## REQUIRED TASK
Which lines in the data below contain the word "above" with matching case? Pick out each one and copy it in full.

## EXTRACTED ENTRIES
***
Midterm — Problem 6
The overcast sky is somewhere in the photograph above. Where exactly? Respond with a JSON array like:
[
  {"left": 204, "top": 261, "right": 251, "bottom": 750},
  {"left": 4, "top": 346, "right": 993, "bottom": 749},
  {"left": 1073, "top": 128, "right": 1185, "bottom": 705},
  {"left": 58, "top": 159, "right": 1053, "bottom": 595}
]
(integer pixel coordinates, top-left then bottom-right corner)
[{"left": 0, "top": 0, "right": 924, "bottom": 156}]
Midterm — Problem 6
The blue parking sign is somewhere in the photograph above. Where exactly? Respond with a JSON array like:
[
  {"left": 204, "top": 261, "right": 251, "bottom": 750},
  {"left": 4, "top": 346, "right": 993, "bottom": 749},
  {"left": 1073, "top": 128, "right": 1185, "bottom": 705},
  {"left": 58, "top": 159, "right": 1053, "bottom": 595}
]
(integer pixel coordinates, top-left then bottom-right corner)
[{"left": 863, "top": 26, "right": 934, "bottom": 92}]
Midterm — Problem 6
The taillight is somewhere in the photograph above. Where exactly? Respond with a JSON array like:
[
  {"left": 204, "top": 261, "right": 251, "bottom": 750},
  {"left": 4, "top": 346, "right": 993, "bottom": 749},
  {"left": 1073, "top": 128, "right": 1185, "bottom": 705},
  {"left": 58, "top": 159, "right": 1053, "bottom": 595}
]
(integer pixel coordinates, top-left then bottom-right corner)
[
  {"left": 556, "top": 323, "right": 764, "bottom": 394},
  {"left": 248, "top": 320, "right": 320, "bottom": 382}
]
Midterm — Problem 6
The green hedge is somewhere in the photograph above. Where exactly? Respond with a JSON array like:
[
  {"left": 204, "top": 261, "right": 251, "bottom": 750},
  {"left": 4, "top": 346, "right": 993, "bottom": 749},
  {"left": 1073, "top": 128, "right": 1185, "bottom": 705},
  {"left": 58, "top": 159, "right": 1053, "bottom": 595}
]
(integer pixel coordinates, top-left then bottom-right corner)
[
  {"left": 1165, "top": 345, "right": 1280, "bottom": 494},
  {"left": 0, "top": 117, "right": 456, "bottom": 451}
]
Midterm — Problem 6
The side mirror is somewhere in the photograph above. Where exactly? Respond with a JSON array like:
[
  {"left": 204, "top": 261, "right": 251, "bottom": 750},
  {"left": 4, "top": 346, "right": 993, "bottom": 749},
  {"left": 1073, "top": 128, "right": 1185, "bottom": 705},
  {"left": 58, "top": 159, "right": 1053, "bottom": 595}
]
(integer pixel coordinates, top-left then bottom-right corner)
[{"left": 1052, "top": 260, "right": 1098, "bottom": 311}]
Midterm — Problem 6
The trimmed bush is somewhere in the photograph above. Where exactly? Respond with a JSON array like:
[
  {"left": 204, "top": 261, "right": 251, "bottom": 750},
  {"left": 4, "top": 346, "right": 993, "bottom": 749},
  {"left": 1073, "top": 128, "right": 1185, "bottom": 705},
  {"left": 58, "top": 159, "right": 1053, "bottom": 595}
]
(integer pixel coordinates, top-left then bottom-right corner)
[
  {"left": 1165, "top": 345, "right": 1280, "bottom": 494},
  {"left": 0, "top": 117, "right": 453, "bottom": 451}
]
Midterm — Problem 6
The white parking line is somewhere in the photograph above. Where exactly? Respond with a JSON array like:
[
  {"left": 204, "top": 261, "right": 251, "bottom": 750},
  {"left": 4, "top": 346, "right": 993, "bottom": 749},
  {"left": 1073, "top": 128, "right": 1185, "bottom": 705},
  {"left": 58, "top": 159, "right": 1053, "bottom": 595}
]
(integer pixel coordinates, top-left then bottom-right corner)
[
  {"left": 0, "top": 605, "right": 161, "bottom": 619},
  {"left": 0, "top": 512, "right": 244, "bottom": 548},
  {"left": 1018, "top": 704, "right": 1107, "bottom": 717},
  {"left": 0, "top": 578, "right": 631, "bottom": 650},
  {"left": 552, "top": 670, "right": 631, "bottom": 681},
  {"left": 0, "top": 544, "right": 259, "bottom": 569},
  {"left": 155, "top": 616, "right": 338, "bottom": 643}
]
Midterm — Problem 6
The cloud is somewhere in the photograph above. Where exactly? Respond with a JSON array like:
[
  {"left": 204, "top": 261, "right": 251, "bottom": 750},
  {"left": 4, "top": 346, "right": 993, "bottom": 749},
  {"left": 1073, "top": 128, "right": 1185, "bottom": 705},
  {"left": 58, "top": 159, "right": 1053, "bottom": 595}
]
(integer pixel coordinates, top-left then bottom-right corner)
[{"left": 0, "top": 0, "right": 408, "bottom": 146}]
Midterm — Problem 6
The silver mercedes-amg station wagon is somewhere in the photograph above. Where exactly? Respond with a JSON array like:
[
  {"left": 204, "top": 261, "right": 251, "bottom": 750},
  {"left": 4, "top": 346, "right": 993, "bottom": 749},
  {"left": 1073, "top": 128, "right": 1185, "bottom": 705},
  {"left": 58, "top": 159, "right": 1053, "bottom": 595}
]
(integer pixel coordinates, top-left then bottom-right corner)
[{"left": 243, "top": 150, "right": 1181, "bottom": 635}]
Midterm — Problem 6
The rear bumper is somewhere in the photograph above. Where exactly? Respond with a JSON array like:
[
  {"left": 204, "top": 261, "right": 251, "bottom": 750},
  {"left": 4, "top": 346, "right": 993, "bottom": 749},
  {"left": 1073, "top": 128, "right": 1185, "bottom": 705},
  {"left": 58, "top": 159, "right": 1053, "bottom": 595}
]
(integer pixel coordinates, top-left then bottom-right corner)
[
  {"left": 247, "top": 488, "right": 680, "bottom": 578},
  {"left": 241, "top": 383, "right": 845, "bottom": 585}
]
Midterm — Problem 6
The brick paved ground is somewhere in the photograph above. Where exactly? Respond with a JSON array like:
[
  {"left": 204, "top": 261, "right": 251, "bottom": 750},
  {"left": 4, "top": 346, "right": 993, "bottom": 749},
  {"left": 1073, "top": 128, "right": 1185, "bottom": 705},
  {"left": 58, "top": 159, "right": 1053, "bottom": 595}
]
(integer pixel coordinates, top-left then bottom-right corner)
***
## RESPONSE BELOW
The overcast sky is somewhere in the photograph above. Where exactly? Respond with a JSON array like:
The blue parking sign is somewhere in the photograph above. Where exactly? Respond with a JSON array like:
The taillight is somewhere in the photograph above. Where exactly? Respond with a JSON array like:
The green hedge is somewhere in the photograph above. Where exactly? Respond with a JSON array like:
The side mirror is somewhere in the photograph above. Where exactly? Respond with a JSON array like:
The trimmed bush is somewhere in the photograph above. Where exactly? Respond with a JSON array like:
The white parking line is somewhere in the photograph above. Where exactly? Respond with a JSON array like:
The cloud is somewhere in the photograph above. Where exactly? Respond with a JSON array like:
The silver mercedes-amg station wagon is somewhere in the photograph above. Where exactly? Respond with a JSON array like:
The rear bumper is somewhere in the photograph above. Where exactly? Respond with a JSON array like:
The brick paved ground is somewhere in the photograph above. Where exactly? Respond with a JSON array like:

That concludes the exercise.